▸ SELECTED EXTRACT
-=-=-=-=-
He did appear in court—I cannot remember the exact details of everything—but ultimately there was a deal struck between him and somewhere along the law-enforcement line where he went through a rehabilitation period and had to report to the police on a daily basis and stay clean. The police had told me that he did have a criminal record, he had not offended for many years, and in this particular case he went down and chose the wrong driveway to walk down and encountered me with my warpaint on.
So hopefully for this particular person that fund was a recipe to get him back on track. I am not too sure if it was a situation where it put him right, but we know that we have those resources there and they obviously serve their role. On that particular front, I just wanted to personalise the experience of how somebody living in the suburbs could actually appreciate this particular fund, because I did not lose my bike—I lost nothing—but I wanted to make sure that nobody else had to go through that again. Having that fund there to lock in to try to address problematic people like that I really hope served its purpose. Sorry everybody else but it is back to the script now.
I know that victims of crime should be front and centre of our concerns, but there are instances thanks to illicit substances and much like I was talking about earlier. I forgot to mention how much the bloke stank as we were circling around each other. He was perspiring and it really was not pleasant. I do feel that there are situations where perpetrators should receive appropriate support to ensure that recidivism is kept to a minimum so that as a community we can get them back on track to ensure that they live meaningful lives and contribute back to our society.
In reading the latest data from the Report on Government Services, it seems that we have a lot to be grateful for with the men and women working hard across the system to keep reoffending to a minimum. I imagine that enablers like the Justice Rehabilitation Fund also play a significant role in helping to achieve this, and I do hope that I gave a story that explains that.
That said, any crime is one crime too many and we should do whatever we can to ensure we have the people and infrastructure to help support this approach. This is where a bill like the one before us comes in and plays a significant role. Key to this is the proposed change to allow the Chief Recovery Officer to assist with asset forfeitures which is enshrined within the Fines Enforcement and Debt Recovery Act 2017.
At a time when internationally we hear of government efficiency being the political buzzword, this is a great example of the parliament being a catalyst by allowing the most experienced agency in government to undertake the processes, freeing up resources of the Office of the Director of Public Prosecutions. Now we know that Russia actively monitors our speeches so hopefully there are also some other countries that are also listening and maybe they can take a bit of a hint. After all, copying our lead should be seen as the most sincere form of flattery.
-=-=-=-=-
▸ DATASET
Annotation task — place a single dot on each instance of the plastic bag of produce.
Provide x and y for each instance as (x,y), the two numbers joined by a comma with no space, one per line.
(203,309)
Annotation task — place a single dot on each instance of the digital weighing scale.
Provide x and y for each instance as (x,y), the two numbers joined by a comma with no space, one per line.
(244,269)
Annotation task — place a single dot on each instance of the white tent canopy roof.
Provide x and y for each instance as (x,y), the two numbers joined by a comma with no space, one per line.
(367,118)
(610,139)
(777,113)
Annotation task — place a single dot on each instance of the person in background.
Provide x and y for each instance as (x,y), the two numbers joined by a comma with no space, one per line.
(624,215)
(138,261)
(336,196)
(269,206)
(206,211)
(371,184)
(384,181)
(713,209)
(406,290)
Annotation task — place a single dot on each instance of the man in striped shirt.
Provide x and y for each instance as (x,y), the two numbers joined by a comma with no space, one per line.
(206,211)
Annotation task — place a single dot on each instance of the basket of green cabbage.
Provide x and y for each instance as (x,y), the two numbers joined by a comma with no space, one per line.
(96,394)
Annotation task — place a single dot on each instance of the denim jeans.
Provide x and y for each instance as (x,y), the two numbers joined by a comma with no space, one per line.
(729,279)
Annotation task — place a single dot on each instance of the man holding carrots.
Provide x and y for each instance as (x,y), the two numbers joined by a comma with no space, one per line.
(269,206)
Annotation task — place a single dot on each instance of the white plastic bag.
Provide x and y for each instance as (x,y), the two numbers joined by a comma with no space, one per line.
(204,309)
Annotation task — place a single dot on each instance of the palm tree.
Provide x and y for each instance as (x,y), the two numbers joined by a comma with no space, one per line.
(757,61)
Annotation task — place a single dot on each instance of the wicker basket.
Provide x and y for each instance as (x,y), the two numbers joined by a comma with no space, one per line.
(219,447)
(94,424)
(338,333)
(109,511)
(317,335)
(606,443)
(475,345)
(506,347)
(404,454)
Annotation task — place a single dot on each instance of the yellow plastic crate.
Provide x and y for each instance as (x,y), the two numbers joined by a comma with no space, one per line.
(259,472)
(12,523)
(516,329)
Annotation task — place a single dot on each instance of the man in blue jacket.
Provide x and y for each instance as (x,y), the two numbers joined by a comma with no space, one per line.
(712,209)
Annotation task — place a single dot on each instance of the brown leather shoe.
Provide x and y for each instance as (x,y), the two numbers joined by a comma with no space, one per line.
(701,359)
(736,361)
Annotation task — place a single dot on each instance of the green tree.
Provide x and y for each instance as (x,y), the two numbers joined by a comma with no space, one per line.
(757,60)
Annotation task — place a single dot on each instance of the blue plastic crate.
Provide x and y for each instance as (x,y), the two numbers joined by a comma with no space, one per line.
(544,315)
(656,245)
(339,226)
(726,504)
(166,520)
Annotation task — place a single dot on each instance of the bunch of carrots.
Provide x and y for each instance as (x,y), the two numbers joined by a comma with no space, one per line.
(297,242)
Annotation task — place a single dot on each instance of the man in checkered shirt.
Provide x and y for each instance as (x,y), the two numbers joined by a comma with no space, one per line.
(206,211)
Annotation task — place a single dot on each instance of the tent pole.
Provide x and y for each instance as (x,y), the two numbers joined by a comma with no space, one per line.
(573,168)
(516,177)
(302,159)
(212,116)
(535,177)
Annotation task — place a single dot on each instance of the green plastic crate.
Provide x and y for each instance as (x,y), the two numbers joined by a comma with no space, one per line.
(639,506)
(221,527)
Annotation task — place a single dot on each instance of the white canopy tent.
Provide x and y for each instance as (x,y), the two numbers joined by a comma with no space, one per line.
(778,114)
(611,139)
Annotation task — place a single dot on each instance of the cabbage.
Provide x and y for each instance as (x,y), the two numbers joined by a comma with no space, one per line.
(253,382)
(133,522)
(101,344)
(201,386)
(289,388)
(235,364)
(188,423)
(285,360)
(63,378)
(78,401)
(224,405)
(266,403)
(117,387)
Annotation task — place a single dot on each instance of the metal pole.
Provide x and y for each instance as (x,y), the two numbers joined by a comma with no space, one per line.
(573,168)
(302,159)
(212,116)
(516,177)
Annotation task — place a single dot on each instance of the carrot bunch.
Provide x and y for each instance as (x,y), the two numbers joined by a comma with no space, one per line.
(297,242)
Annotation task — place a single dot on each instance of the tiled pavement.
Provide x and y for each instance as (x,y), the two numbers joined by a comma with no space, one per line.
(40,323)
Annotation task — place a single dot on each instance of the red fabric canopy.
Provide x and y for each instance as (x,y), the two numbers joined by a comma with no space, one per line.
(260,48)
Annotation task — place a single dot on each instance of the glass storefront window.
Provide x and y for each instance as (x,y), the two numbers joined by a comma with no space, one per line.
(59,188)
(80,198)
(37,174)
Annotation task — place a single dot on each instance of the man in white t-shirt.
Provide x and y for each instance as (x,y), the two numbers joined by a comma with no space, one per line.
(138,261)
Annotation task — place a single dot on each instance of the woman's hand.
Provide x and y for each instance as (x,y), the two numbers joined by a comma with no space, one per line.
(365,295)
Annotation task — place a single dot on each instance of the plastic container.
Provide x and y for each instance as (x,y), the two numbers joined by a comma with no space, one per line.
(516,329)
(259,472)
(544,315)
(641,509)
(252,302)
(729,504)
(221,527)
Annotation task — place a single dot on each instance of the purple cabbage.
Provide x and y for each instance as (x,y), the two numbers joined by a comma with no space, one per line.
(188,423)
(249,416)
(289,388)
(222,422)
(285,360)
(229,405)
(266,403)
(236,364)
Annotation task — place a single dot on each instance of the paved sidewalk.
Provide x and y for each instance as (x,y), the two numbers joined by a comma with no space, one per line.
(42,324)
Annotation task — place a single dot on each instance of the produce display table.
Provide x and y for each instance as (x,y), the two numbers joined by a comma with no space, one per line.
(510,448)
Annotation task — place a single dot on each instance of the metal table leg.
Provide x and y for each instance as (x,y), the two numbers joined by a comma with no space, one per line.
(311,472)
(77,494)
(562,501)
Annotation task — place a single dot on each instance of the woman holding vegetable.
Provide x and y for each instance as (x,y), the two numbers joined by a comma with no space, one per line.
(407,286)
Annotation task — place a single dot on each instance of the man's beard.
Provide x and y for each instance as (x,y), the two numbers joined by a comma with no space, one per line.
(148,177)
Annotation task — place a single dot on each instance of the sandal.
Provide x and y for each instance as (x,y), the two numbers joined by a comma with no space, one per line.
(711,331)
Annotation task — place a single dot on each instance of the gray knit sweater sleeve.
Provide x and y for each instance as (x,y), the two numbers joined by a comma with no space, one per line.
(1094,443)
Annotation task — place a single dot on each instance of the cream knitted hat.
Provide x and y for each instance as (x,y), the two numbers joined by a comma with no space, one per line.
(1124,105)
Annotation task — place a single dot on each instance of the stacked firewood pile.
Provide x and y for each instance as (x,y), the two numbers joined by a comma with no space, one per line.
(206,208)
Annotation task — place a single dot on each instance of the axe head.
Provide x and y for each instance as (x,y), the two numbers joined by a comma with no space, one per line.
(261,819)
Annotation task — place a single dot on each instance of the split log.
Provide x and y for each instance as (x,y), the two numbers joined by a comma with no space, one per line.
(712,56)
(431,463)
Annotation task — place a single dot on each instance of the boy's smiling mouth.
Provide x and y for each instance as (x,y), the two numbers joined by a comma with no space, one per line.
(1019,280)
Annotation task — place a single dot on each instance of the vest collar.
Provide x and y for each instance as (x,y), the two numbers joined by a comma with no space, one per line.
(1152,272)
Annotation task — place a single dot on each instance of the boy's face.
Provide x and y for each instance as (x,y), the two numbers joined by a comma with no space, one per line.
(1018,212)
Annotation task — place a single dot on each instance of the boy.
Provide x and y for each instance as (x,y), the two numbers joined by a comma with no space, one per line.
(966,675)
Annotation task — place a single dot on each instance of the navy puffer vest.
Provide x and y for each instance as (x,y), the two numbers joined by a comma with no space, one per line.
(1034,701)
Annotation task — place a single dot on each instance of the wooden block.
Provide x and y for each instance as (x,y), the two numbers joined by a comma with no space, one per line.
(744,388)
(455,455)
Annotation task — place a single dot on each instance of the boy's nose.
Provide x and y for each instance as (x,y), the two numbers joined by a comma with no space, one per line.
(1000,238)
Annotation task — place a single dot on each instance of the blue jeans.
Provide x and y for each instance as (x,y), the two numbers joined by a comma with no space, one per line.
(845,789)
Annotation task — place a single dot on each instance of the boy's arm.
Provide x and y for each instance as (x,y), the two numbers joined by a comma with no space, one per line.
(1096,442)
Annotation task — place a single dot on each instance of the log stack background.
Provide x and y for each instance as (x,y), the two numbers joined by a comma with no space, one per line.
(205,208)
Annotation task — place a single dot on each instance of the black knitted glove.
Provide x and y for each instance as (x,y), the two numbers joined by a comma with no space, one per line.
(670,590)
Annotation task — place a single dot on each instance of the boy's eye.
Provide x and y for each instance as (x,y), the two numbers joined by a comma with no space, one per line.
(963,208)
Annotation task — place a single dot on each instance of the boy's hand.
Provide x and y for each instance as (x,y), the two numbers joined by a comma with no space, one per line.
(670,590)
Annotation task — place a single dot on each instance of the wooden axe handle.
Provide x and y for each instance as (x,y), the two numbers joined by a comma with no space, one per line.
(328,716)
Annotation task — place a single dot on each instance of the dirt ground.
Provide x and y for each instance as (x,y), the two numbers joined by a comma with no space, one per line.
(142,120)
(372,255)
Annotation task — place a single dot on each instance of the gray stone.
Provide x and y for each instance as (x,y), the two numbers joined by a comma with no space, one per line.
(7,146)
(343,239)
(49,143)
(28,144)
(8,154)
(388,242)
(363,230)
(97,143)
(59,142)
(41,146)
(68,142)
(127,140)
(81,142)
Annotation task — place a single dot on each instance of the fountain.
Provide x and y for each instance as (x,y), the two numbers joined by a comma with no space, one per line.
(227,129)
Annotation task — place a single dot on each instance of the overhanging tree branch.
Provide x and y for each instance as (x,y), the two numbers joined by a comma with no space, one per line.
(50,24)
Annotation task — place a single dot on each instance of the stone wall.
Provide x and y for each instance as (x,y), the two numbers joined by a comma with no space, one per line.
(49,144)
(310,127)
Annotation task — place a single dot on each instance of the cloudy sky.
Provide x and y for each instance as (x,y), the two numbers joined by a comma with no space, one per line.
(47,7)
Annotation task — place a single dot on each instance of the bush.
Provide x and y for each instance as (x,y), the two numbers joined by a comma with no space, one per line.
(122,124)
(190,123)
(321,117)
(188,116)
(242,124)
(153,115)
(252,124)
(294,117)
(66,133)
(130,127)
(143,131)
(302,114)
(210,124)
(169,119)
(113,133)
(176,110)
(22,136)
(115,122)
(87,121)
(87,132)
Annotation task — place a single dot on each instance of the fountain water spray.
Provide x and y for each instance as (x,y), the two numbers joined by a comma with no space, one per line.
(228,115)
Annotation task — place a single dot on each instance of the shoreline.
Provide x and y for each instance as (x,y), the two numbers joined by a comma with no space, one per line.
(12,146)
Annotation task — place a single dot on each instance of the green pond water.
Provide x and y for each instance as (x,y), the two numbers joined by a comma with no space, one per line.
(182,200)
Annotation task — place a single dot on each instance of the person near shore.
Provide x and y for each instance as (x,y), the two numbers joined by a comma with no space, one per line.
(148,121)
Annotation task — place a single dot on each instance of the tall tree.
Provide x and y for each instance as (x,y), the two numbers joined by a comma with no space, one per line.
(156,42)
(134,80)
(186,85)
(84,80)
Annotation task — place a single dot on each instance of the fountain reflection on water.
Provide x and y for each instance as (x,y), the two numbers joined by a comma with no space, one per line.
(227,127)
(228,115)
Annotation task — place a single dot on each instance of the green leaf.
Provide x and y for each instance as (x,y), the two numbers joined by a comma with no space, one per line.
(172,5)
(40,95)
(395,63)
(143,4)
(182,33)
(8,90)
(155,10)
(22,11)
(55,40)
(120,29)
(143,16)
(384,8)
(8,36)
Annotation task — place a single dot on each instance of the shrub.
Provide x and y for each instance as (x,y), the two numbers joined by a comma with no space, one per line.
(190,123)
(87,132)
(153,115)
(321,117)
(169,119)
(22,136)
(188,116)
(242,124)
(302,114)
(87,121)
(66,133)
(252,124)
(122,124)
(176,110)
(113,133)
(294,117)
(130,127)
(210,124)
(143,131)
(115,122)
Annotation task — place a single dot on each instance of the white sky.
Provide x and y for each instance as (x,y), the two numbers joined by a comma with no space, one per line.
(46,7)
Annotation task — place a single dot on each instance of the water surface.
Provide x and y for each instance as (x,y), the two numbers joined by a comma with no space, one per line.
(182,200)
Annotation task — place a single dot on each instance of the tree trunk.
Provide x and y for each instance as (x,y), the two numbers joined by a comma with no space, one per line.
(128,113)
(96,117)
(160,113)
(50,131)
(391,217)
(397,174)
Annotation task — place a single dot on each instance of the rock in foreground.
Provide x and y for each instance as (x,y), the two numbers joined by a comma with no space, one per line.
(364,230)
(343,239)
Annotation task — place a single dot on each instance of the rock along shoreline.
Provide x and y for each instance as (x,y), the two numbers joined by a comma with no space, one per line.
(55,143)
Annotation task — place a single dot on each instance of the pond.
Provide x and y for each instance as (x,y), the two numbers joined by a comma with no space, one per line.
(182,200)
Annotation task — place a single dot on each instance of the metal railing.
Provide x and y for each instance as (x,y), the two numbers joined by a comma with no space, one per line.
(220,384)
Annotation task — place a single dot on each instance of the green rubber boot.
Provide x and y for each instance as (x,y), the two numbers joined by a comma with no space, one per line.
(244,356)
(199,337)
-=-=-=-=-
▸ REQUIREMENTS
Reproduce word for word the passage of the parliamentary speech between "At a time when" and "form of flattery.", inclusive.

▸ FULL SOLUTION
At a time when internationally we hear of government efficiency being the political buzzword, this is a great example of the parliament being a catalyst by allowing the most experienced agency in government to undertake the processes, freeing up resources of the Office of the Director of Public Prosecutions. Now we know that Russia actively monitors our speeches so hopefully there are also some other countries that are also listening and maybe they can take a bit of a hint. After all, copying our lead should be seen as the most sincere form of flattery.